---- Reading text
Film Review: “Linda Ronstadt: The Sound of My Voice”

By Peg Aloi

Linda Ronstadt was every young female singer’s aspirational goddess: if you could nail “You’re No Good” or “Blue Bayou” in the car or the shower, you had practiced a lot.

Linda Ronstadt: The Sound of My Voice, directed by Rob Epstein and Jeffrey Friedman. Screening at the Kendall Square Cinema, Somerville Theatre, and Coolidge Corner Theatre.

Linda Ronstadt — her songs, full of pain and pathos, delivered with such perfect control that they always sounded natural, intimate, and immediate.

Linda Ronstadt was constantly on the radio when I was growing up. I vaguely knew she had big hits that crossed back and forth among the pop, rock, and country charts. She was a rock icon to me: her voice so lusty and earthy but also so finely calibrated and controlled. And you could tell it wasn’t just the arrangements or other studio magic: this woman could sing. Ronstadt was every young female singer’s aspirational goddess: if you could nail “You’re No Good” or “Blue Bayou” in the car or the shower, you had practiced it a lot.
--------
---- Dataset records
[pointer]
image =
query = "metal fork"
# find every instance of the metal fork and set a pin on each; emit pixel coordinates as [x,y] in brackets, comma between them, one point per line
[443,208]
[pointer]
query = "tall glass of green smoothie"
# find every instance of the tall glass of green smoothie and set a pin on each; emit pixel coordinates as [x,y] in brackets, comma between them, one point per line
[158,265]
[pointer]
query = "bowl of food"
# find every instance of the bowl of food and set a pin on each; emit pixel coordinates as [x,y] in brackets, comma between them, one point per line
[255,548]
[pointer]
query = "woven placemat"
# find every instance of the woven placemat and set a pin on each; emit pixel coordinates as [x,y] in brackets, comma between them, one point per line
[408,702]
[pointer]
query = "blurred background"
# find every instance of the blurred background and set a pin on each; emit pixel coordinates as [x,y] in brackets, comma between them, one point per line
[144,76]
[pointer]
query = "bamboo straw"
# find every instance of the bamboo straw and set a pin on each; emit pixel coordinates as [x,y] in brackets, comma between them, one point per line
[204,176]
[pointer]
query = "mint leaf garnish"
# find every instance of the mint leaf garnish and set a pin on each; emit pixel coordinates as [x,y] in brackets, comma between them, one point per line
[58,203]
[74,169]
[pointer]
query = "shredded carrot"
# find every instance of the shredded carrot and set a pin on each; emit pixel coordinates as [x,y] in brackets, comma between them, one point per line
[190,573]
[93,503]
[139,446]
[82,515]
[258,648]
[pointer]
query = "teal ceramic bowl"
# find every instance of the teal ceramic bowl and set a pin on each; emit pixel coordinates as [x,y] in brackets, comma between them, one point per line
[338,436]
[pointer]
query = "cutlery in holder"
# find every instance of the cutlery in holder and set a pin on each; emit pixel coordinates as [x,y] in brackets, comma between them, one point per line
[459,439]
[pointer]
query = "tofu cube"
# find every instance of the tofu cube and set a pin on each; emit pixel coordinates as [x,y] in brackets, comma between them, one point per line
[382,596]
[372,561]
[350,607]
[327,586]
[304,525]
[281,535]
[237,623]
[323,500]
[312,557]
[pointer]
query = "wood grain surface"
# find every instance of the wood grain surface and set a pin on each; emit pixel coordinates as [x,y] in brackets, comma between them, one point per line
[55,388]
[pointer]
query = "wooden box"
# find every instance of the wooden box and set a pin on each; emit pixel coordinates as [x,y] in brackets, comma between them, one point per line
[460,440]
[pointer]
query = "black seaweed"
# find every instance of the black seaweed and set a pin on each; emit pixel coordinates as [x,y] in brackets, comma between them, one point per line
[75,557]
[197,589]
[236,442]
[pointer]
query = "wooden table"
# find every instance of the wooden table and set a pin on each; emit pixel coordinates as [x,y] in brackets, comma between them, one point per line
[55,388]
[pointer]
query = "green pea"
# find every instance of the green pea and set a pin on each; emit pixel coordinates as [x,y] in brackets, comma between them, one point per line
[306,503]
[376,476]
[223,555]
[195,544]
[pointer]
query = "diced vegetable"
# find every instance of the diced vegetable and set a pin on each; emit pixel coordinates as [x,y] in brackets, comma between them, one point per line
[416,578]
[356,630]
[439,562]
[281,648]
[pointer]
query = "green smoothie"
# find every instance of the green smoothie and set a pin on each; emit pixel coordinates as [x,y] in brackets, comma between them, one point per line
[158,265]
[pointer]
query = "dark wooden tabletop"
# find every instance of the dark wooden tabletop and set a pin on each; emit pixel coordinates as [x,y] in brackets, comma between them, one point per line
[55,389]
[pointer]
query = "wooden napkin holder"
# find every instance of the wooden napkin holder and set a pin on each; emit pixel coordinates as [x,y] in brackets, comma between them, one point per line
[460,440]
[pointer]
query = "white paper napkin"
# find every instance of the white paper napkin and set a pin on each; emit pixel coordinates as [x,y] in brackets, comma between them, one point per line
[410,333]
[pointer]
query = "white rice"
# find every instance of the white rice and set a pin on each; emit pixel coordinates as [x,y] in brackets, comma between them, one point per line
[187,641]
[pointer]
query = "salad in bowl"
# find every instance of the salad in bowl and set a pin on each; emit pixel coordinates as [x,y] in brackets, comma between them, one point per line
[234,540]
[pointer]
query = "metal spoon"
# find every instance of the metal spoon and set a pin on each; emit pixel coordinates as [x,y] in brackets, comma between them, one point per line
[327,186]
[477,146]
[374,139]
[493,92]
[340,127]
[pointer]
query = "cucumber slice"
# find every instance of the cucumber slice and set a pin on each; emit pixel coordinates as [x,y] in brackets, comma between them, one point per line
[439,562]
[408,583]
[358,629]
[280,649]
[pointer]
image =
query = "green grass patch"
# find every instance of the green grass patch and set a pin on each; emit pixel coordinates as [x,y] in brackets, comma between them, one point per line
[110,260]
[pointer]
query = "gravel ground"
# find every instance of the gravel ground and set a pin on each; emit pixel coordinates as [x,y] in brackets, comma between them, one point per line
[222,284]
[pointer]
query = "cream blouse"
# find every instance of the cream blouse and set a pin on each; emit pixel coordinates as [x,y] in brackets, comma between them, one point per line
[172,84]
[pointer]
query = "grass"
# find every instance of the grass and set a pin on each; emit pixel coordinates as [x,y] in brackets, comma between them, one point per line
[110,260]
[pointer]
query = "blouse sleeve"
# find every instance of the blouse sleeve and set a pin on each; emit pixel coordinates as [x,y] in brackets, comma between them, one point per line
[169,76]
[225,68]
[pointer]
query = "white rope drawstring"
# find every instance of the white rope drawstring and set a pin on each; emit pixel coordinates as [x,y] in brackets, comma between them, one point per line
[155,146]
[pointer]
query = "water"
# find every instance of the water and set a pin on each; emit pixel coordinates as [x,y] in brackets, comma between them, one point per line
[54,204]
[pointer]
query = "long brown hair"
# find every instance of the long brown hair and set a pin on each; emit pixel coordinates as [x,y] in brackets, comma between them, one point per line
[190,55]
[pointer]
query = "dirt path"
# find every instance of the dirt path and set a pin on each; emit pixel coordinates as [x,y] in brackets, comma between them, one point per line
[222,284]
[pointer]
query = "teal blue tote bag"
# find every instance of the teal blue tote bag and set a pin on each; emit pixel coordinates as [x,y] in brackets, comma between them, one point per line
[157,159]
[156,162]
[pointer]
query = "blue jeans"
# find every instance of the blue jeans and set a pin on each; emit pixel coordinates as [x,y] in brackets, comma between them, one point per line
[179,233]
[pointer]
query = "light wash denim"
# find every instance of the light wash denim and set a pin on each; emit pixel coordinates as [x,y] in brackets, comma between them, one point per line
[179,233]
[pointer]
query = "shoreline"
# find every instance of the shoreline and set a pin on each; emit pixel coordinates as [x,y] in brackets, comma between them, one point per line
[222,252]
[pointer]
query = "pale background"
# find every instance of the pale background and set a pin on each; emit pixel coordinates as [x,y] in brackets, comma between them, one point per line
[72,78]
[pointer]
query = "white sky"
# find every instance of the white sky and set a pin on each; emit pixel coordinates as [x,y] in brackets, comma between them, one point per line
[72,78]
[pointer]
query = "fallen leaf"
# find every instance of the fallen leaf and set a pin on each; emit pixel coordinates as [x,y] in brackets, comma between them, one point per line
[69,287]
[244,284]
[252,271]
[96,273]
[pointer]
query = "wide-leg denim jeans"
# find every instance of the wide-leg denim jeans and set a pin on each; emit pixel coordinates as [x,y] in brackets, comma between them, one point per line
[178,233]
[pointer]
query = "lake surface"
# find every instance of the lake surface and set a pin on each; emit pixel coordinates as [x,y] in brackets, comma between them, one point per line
--------
* **Required action 1**: According to the film review, who directed the film?
* **Required action 2**: In the film review, copy everything from "By Peg Aloi" down to "intimate, and immediate.".

* **Written response 1**: Rob Epstein and Jeffrey Friedman.

* **Written response 2**:
By Peg Aloi

Linda Ronstadt was every young female singer’s aspirational goddess: if you could nail “You’re No Good” or “Blue Bayou” in the car or the shower, you had practiced a lot.

Linda Ronstadt: The Sound of My Voice, directed by Rob Epstein and Jeffrey Friedman. Screening at the Kendall Square Cinema, Somerville Theatre, and Coolidge Corner Theatre.

Linda Ronstadt — her songs, full of pain and pathos, delivered with such perfect control that they always sounded natural, intimate, and immediate.